* _BRIEF_
Please gather every line from the rows below that contains the word "paper".

Object point labels
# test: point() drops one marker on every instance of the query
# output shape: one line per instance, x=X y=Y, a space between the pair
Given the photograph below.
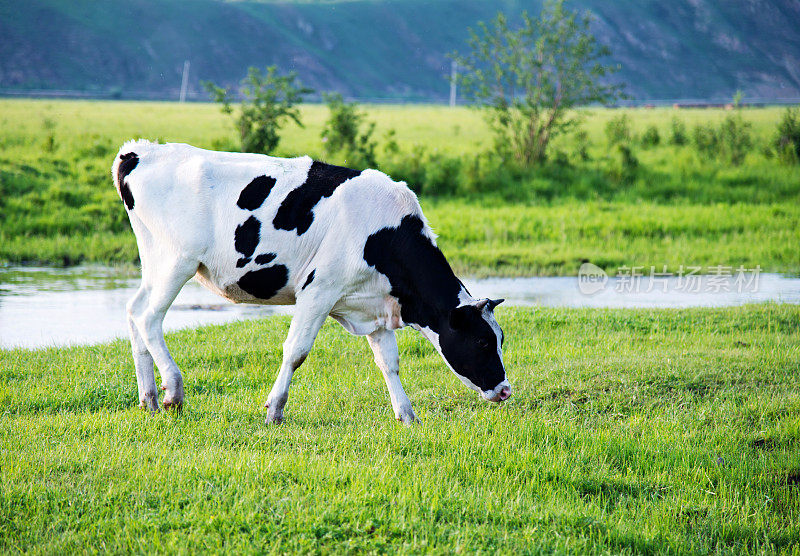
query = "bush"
x=705 y=139
x=735 y=140
x=730 y=142
x=268 y=102
x=677 y=132
x=625 y=165
x=618 y=130
x=343 y=133
x=651 y=137
x=787 y=141
x=582 y=145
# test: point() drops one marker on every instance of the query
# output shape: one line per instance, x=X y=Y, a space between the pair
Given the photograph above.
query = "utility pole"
x=453 y=79
x=185 y=80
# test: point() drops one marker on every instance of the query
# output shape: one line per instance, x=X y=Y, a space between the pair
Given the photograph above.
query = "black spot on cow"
x=295 y=212
x=470 y=346
x=417 y=270
x=127 y=162
x=265 y=258
x=247 y=236
x=255 y=192
x=427 y=290
x=309 y=279
x=264 y=283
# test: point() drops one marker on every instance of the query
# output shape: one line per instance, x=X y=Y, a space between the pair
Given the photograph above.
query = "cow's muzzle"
x=501 y=393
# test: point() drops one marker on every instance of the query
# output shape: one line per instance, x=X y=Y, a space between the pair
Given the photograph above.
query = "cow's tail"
x=126 y=160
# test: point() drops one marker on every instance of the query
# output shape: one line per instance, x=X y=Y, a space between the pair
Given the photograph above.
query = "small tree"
x=787 y=140
x=268 y=101
x=618 y=130
x=343 y=133
x=528 y=79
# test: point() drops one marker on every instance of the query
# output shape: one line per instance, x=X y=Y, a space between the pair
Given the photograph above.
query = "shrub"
x=787 y=140
x=705 y=139
x=618 y=130
x=651 y=137
x=268 y=102
x=730 y=142
x=527 y=74
x=582 y=145
x=49 y=127
x=626 y=164
x=343 y=133
x=677 y=132
x=735 y=139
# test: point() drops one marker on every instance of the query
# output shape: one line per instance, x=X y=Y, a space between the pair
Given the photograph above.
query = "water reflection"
x=42 y=307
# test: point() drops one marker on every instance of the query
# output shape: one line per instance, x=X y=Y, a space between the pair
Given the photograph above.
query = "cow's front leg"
x=384 y=345
x=142 y=360
x=161 y=285
x=310 y=314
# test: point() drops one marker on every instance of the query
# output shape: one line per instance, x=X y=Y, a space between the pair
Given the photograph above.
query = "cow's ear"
x=459 y=317
x=494 y=303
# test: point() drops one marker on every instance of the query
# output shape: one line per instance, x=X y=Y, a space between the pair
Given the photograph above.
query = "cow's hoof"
x=275 y=411
x=274 y=419
x=149 y=403
x=173 y=399
x=407 y=417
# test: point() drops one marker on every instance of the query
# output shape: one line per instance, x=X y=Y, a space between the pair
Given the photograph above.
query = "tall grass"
x=57 y=203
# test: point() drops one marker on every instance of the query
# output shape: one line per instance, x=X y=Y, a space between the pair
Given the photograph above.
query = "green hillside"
x=382 y=48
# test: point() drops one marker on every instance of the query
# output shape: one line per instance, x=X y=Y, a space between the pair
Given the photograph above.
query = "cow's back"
x=260 y=227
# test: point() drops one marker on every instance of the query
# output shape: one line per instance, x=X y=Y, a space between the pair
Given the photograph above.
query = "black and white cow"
x=332 y=241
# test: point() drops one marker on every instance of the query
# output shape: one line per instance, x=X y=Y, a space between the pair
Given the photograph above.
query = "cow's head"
x=472 y=344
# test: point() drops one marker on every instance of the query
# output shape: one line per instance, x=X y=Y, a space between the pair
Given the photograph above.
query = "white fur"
x=184 y=217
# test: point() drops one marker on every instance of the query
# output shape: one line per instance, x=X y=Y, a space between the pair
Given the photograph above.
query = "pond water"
x=41 y=307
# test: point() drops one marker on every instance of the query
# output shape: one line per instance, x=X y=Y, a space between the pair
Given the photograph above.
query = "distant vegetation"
x=269 y=101
x=657 y=204
x=387 y=49
x=527 y=78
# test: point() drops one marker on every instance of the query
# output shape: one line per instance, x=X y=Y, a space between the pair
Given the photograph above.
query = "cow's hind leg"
x=142 y=360
x=311 y=310
x=161 y=283
x=384 y=346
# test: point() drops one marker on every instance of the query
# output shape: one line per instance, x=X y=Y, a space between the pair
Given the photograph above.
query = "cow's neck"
x=432 y=293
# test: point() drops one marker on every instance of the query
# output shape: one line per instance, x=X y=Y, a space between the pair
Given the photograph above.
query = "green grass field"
x=58 y=206
x=628 y=432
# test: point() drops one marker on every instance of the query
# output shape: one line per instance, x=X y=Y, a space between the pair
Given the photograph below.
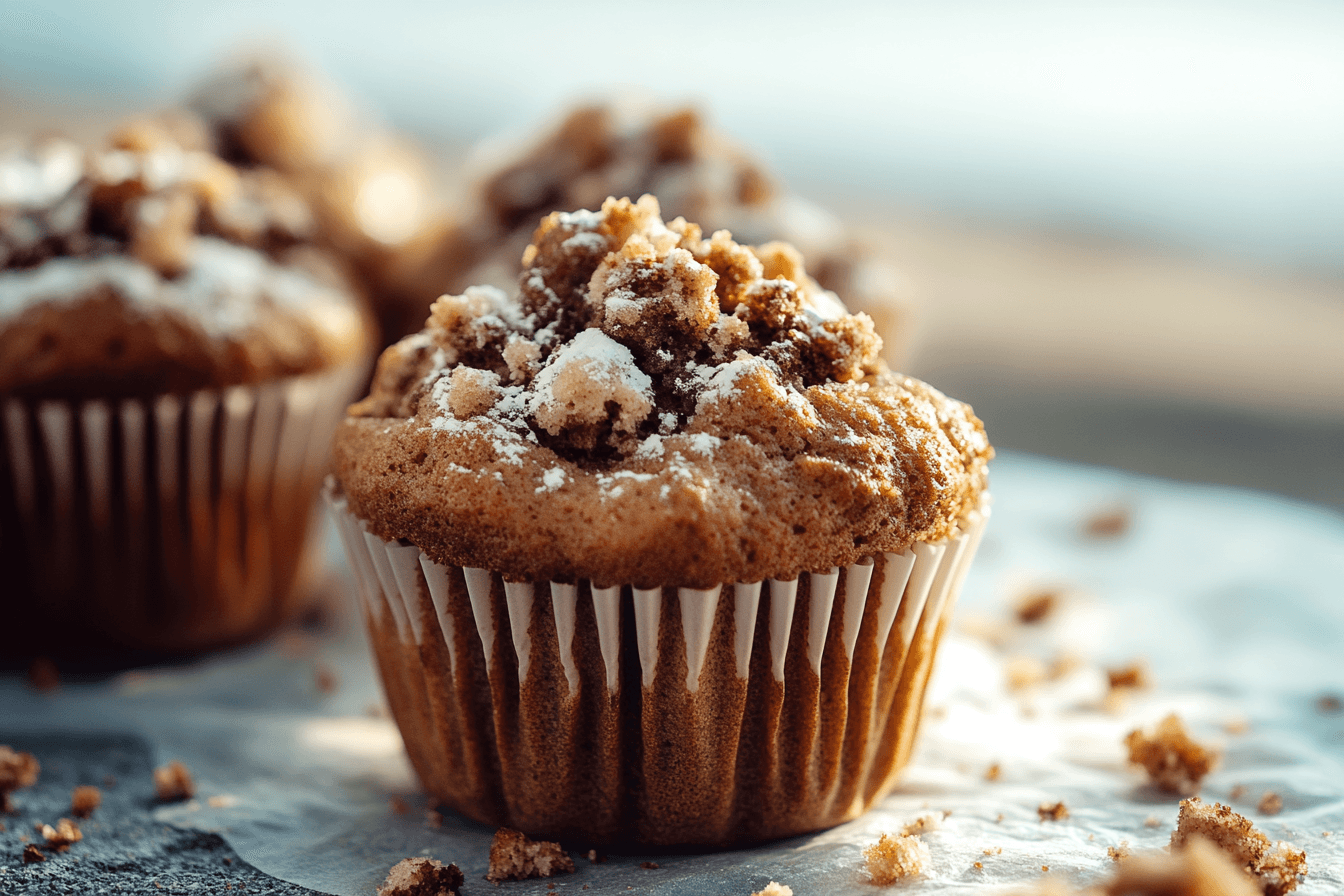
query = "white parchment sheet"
x=1235 y=602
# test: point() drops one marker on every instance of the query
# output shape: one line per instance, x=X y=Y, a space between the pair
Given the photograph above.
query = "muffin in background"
x=629 y=148
x=174 y=357
x=655 y=548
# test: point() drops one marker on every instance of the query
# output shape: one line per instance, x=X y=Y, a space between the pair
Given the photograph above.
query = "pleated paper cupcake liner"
x=171 y=523
x=657 y=716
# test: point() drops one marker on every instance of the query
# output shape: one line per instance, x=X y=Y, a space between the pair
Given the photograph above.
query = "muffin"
x=626 y=149
x=655 y=550
x=174 y=359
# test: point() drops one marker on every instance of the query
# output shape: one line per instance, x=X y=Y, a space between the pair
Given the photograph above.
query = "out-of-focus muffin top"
x=149 y=265
x=656 y=407
x=629 y=149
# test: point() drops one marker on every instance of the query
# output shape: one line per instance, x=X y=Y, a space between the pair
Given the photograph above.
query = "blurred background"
x=1121 y=225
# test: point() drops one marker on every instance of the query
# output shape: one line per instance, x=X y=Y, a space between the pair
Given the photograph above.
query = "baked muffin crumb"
x=1276 y=865
x=174 y=783
x=516 y=857
x=420 y=876
x=18 y=770
x=895 y=857
x=1173 y=760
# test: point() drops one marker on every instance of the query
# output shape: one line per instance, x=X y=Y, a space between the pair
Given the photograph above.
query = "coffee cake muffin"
x=656 y=550
x=626 y=148
x=174 y=357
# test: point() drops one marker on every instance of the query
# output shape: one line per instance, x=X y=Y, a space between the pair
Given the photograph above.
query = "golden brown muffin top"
x=653 y=407
x=153 y=266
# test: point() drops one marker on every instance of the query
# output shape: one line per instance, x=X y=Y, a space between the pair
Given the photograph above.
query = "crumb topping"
x=168 y=233
x=1173 y=760
x=641 y=357
x=895 y=857
x=1274 y=865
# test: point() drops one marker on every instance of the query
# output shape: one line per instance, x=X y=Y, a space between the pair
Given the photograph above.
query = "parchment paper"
x=1231 y=598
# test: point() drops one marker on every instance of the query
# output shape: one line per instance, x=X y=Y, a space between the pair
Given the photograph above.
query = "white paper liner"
x=171 y=512
x=403 y=593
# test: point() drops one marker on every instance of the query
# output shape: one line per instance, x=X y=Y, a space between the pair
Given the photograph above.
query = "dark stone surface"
x=124 y=849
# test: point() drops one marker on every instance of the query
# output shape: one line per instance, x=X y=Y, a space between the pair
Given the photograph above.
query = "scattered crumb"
x=922 y=825
x=18 y=770
x=516 y=857
x=325 y=679
x=84 y=799
x=1109 y=524
x=1132 y=677
x=1024 y=672
x=1036 y=606
x=43 y=675
x=172 y=782
x=1053 y=812
x=1277 y=867
x=1198 y=869
x=422 y=877
x=895 y=857
x=59 y=837
x=1173 y=760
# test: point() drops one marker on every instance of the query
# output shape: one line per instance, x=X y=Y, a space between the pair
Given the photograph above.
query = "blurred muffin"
x=629 y=149
x=174 y=357
x=372 y=191
x=656 y=548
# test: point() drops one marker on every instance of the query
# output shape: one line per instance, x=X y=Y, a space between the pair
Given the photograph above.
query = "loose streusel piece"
x=895 y=857
x=1173 y=760
x=1277 y=867
x=516 y=857
x=420 y=876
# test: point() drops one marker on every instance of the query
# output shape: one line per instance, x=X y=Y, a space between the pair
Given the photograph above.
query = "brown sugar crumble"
x=516 y=857
x=1173 y=760
x=1270 y=803
x=420 y=876
x=1274 y=865
x=84 y=799
x=1053 y=812
x=59 y=837
x=18 y=770
x=895 y=857
x=174 y=783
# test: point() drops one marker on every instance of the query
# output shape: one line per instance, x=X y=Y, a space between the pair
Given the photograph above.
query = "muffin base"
x=174 y=523
x=664 y=716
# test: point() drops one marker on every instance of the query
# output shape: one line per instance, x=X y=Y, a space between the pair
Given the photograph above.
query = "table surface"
x=1230 y=597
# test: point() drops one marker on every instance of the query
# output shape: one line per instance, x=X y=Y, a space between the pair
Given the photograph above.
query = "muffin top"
x=653 y=407
x=152 y=266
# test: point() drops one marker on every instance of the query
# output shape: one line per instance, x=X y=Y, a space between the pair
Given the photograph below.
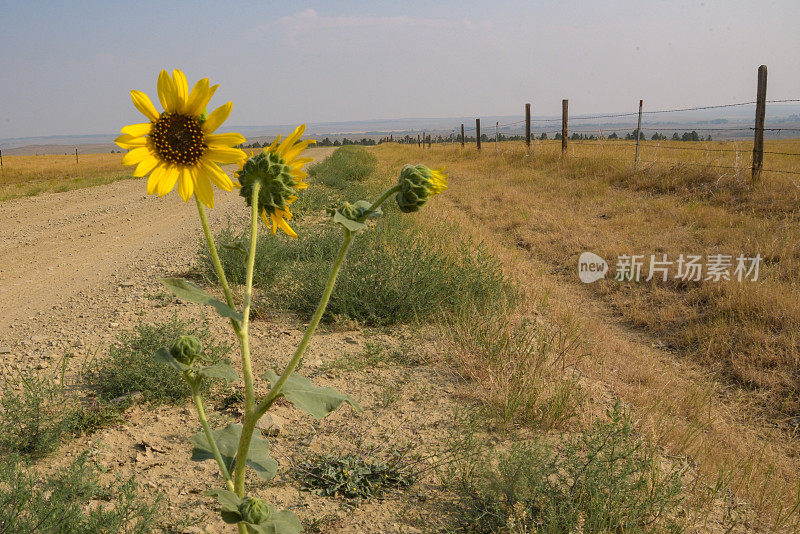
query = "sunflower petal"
x=168 y=178
x=225 y=154
x=145 y=166
x=216 y=175
x=185 y=183
x=130 y=141
x=217 y=117
x=203 y=190
x=137 y=130
x=133 y=157
x=224 y=140
x=181 y=89
x=144 y=105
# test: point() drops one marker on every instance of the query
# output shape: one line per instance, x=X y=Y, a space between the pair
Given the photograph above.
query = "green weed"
x=346 y=165
x=601 y=480
x=129 y=368
x=353 y=477
x=71 y=501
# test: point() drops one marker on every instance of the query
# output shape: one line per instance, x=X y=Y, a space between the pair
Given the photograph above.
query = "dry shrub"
x=522 y=371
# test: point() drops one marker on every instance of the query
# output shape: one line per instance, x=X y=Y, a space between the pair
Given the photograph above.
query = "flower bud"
x=254 y=510
x=418 y=184
x=349 y=211
x=186 y=349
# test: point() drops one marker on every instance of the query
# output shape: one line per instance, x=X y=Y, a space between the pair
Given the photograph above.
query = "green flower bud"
x=278 y=183
x=350 y=211
x=418 y=184
x=186 y=350
x=254 y=510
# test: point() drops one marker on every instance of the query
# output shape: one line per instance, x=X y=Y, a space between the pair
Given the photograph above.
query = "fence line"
x=758 y=129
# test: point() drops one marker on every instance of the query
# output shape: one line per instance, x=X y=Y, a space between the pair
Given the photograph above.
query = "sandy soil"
x=79 y=267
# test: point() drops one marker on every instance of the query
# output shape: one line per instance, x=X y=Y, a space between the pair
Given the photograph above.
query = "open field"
x=485 y=340
x=711 y=368
x=23 y=176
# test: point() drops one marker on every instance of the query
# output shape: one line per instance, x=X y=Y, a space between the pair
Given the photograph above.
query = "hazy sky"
x=66 y=67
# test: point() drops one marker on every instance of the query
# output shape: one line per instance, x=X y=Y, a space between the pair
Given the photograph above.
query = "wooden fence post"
x=761 y=106
x=638 y=136
x=528 y=126
x=564 y=125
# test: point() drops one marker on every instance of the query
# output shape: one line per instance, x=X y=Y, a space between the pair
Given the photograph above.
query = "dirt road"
x=65 y=257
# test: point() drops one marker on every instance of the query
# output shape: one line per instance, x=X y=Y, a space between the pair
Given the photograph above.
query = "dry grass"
x=23 y=176
x=720 y=395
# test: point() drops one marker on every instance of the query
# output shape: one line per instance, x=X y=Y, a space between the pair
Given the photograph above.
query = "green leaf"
x=281 y=523
x=363 y=209
x=318 y=402
x=222 y=370
x=163 y=355
x=183 y=289
x=227 y=440
x=350 y=224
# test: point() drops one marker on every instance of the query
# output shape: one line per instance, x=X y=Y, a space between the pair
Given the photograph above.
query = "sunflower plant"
x=179 y=146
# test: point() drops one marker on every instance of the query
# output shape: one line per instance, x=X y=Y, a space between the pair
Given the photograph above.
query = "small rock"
x=270 y=424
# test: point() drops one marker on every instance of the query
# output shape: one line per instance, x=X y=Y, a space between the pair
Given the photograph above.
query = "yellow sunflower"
x=179 y=145
x=279 y=170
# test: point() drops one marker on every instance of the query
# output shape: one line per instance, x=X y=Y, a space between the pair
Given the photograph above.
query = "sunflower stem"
x=249 y=422
x=212 y=248
x=201 y=414
x=275 y=391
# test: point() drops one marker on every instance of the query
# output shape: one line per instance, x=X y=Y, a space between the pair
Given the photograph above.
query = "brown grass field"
x=23 y=176
x=710 y=369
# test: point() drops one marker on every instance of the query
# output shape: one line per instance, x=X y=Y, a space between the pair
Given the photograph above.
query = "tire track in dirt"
x=59 y=248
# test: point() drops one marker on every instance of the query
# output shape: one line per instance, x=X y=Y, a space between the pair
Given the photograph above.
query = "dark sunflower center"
x=178 y=139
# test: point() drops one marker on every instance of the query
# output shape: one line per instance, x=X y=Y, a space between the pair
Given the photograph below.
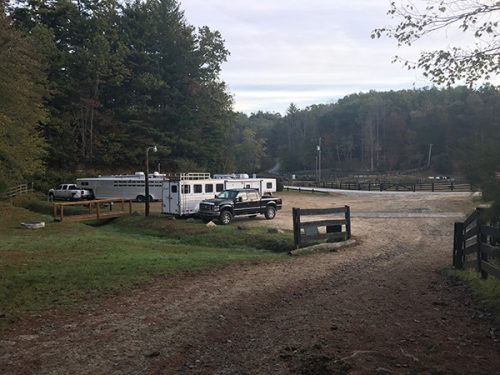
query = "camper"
x=182 y=196
x=124 y=186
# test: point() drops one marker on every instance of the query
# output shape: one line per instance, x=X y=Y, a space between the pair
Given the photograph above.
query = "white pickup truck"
x=69 y=191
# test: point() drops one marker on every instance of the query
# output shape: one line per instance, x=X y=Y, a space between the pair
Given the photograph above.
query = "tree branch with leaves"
x=479 y=19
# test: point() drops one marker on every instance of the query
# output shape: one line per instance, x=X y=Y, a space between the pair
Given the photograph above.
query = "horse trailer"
x=182 y=196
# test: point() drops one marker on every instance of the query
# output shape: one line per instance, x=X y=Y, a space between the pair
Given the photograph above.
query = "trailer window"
x=253 y=196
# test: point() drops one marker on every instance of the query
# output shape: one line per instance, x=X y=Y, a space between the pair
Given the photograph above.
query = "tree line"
x=89 y=85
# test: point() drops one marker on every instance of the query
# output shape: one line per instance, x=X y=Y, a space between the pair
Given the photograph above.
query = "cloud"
x=306 y=52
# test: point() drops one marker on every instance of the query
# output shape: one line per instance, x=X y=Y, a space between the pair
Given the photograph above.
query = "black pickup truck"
x=238 y=202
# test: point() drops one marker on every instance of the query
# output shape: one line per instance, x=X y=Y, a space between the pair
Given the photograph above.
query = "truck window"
x=243 y=197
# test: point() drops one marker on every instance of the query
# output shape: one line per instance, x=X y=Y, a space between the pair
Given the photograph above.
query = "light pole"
x=146 y=179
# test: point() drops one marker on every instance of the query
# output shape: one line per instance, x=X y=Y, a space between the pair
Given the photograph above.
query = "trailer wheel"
x=225 y=217
x=270 y=212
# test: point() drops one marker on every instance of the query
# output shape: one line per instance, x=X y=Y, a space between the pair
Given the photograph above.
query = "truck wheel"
x=270 y=212
x=225 y=217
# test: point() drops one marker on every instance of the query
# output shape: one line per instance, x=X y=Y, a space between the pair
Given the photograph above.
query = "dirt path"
x=379 y=307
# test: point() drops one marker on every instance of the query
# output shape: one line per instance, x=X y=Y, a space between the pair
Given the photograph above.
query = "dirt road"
x=379 y=307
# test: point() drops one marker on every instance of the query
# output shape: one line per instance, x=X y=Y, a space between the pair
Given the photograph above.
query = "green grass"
x=67 y=263
x=486 y=292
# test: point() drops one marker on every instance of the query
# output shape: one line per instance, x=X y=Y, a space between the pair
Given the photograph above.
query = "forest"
x=86 y=86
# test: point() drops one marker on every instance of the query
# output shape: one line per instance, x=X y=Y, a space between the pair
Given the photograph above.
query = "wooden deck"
x=98 y=209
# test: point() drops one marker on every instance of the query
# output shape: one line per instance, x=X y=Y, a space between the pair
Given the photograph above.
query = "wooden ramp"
x=98 y=209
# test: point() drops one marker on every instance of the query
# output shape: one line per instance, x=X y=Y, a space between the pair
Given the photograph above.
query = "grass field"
x=68 y=263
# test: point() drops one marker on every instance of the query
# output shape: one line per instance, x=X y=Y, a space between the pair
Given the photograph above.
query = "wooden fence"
x=308 y=231
x=98 y=209
x=432 y=186
x=476 y=245
x=18 y=190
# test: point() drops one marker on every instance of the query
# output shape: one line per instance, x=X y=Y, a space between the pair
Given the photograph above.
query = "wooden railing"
x=18 y=190
x=431 y=186
x=476 y=245
x=308 y=231
x=98 y=209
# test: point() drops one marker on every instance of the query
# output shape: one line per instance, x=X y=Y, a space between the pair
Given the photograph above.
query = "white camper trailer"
x=183 y=196
x=124 y=186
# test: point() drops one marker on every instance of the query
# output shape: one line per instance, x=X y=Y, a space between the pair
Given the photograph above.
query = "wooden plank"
x=322 y=211
x=490 y=231
x=324 y=236
x=322 y=223
x=470 y=219
x=470 y=264
x=88 y=217
x=490 y=269
x=490 y=250
x=471 y=233
x=470 y=250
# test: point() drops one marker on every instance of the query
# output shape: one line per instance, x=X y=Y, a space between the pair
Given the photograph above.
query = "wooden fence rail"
x=475 y=245
x=304 y=232
x=441 y=186
x=97 y=209
x=18 y=190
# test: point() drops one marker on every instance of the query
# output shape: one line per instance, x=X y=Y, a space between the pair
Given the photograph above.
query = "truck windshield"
x=227 y=194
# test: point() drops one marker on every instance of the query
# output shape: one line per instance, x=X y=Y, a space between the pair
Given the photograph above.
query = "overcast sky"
x=305 y=52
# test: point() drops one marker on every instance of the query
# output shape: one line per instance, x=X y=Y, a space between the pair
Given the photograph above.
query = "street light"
x=146 y=179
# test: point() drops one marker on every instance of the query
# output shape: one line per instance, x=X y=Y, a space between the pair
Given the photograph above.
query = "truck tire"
x=225 y=217
x=270 y=212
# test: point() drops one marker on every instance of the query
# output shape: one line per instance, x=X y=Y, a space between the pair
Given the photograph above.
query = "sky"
x=305 y=52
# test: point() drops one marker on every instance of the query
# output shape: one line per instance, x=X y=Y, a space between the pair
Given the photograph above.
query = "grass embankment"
x=486 y=292
x=67 y=263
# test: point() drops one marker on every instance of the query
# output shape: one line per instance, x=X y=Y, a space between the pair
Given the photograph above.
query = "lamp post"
x=146 y=179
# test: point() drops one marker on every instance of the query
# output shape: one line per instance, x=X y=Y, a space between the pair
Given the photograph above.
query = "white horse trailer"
x=183 y=196
x=124 y=186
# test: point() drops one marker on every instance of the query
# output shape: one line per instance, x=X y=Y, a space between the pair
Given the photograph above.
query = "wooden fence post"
x=296 y=226
x=458 y=243
x=348 y=221
x=480 y=255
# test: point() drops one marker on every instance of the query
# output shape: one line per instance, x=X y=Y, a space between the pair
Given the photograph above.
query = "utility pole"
x=146 y=180
x=319 y=161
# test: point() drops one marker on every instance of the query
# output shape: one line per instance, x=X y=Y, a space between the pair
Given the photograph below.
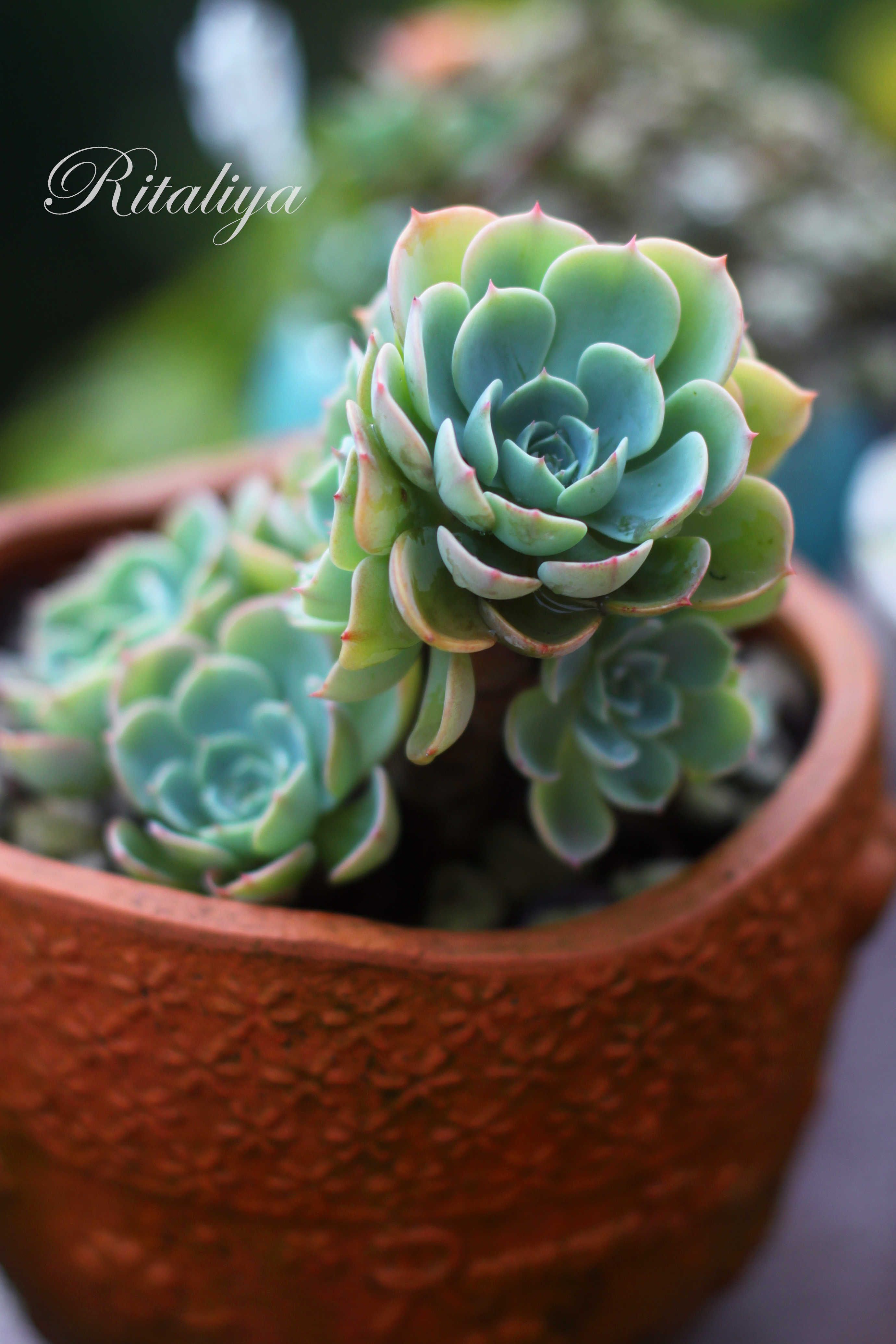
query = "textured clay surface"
x=268 y=1127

* _RESPONSE_
query = "pleated paper cupcake liner"
query = "parchment paper"
query = "white paper liner"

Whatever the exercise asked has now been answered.